**REQUIREMENT**. Begin at the line containing "Expected: the pointer indicates a point on the scoreboard, one" in the entries below and end at the line containing "Expected: the pointer indicates a point on the billboard"; transcribe that range exactly and nothing outside it.

**INFORMATION SUPPLIED**.
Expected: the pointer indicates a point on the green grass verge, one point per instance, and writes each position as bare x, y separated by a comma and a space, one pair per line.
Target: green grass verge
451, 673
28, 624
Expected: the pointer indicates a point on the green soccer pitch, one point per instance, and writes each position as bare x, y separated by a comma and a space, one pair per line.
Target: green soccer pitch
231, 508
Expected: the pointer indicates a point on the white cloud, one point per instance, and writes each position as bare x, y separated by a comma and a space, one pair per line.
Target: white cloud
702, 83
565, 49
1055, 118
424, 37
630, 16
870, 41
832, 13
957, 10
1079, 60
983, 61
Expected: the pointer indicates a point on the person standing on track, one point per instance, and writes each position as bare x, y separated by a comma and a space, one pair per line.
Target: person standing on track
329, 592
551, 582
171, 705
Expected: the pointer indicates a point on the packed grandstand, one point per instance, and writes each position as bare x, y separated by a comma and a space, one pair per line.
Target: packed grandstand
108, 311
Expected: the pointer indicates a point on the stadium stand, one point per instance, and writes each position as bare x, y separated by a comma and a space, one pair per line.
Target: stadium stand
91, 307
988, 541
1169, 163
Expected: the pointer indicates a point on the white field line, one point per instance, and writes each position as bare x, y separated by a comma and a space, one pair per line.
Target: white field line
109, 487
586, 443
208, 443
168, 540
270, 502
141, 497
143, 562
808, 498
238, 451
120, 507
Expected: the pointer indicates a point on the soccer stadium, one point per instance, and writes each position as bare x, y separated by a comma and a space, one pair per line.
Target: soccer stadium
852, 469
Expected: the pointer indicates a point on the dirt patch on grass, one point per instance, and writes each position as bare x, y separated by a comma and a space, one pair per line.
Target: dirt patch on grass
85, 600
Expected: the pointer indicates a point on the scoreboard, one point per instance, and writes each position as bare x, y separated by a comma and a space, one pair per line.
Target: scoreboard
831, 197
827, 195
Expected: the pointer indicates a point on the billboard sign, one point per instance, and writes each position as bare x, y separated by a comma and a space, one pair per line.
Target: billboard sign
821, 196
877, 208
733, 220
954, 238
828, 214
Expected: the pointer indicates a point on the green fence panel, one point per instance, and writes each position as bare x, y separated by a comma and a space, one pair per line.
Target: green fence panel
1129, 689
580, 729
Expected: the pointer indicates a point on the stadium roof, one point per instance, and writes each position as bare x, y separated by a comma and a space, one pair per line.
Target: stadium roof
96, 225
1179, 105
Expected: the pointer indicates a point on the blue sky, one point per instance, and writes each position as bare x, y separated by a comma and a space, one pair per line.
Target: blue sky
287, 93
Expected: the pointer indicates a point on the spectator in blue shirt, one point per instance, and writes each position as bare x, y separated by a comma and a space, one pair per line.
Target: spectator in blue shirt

**TASK OUTPUT**.
Expected: the pointer indicates a point on the scoreboard, one point per instance, and writes each position as bare x, y separated by a comma and a space, one pair per line.
Target: scoreboard
831, 197
827, 195
Expected: the pointer indicates a point on the billboard sign, one point per instance, and writes each position as bare x, y separated by a comma and a space, one pair per line.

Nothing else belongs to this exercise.